Start Data extract
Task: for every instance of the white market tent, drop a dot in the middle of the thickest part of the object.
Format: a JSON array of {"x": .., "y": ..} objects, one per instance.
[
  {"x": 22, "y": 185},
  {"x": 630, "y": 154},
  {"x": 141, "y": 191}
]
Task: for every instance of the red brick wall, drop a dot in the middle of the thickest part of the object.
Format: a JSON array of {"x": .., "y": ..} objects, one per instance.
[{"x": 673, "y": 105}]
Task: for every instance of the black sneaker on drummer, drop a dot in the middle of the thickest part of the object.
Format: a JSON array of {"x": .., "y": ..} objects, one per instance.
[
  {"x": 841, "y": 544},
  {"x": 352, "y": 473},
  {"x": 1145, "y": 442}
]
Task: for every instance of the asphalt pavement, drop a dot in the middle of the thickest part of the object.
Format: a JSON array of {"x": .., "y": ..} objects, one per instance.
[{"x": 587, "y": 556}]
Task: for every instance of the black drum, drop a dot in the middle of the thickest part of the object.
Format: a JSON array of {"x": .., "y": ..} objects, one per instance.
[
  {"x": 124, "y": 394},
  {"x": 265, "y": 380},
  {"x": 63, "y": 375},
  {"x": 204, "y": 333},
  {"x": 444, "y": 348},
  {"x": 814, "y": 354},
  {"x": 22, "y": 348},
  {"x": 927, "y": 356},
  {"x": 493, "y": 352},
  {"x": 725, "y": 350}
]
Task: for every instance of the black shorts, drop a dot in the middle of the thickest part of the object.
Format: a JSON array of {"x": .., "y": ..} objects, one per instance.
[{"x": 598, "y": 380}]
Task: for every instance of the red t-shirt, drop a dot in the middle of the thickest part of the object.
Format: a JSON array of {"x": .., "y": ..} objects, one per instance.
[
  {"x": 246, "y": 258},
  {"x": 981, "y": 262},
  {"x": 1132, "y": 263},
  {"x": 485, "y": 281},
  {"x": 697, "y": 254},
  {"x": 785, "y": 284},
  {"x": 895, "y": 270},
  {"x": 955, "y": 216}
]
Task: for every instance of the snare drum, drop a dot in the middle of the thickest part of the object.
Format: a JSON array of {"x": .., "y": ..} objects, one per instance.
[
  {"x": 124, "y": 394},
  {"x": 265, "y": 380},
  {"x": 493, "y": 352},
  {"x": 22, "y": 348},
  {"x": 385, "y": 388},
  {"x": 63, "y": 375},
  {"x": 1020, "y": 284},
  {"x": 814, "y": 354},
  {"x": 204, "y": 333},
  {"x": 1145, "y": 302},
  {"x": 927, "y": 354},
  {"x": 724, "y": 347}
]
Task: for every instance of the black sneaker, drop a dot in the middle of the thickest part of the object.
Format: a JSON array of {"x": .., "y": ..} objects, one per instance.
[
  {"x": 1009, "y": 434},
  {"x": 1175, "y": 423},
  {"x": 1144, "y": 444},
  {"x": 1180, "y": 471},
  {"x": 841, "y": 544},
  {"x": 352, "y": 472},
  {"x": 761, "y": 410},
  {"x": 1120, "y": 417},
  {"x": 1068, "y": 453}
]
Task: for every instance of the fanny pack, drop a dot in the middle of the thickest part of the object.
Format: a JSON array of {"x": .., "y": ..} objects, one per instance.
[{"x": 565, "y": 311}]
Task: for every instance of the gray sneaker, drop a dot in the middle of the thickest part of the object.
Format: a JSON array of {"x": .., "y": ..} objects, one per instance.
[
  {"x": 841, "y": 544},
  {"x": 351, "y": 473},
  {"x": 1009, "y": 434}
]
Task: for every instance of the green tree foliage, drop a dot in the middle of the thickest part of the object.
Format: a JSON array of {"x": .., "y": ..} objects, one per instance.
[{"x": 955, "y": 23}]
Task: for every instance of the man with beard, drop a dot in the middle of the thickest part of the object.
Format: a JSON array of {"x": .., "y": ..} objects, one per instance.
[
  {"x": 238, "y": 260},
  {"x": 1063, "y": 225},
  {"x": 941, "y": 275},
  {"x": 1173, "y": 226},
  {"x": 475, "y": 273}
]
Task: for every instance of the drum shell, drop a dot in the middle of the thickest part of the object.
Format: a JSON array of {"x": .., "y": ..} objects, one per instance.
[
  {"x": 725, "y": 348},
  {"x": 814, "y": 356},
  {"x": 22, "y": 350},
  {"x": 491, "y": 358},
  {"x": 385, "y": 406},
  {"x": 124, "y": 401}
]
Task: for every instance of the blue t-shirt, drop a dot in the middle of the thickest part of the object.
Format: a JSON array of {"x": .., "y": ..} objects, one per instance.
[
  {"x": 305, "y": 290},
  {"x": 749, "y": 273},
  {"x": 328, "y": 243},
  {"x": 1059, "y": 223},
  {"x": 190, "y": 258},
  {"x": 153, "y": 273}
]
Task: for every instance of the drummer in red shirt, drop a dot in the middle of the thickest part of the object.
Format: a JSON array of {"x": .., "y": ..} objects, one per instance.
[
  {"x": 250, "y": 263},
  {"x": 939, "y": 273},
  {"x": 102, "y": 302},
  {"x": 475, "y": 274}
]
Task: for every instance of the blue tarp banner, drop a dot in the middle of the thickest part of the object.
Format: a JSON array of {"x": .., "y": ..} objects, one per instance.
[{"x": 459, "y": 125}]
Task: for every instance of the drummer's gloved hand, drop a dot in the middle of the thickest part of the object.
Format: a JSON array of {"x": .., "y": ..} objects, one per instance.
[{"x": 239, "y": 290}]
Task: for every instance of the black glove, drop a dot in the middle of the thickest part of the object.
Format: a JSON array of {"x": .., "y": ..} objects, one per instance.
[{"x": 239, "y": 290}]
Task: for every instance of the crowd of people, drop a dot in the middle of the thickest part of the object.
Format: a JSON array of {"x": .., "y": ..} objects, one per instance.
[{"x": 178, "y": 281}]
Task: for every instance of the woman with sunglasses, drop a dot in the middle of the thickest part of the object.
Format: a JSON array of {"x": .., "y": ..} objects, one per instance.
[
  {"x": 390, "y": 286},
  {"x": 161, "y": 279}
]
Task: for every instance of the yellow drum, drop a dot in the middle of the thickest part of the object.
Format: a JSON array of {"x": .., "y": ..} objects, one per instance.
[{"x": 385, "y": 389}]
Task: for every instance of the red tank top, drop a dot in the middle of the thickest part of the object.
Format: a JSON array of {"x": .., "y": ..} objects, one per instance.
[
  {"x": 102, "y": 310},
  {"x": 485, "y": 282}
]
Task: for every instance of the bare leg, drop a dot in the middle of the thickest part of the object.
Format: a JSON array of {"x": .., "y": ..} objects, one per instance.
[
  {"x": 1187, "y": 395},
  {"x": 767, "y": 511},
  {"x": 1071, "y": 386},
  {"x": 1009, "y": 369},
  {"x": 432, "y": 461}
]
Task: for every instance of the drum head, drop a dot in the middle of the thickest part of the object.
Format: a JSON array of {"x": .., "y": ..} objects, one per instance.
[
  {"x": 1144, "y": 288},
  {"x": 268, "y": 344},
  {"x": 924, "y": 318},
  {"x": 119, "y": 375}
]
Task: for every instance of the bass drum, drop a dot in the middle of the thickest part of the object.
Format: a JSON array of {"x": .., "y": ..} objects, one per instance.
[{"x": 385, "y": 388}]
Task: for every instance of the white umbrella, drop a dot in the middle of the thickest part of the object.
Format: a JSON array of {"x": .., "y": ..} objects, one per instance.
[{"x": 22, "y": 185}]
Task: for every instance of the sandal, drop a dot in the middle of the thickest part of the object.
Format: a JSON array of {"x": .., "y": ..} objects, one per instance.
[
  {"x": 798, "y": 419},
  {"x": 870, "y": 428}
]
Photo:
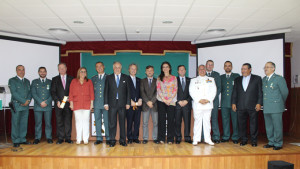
End Data extract
• **Problem statement**: Pull out every line of the listing above that contains the string "white", and copy each one unchanged. Case counts, so skip lines where the string appears with different capitalization.

• **Result of this exercise**:
Task: for every instance of the white market tent, drop a dot in the middle of the thickest part of the object.
Task: for every instance of the white umbrella, drop a dot in the middle of the thickest part of the object.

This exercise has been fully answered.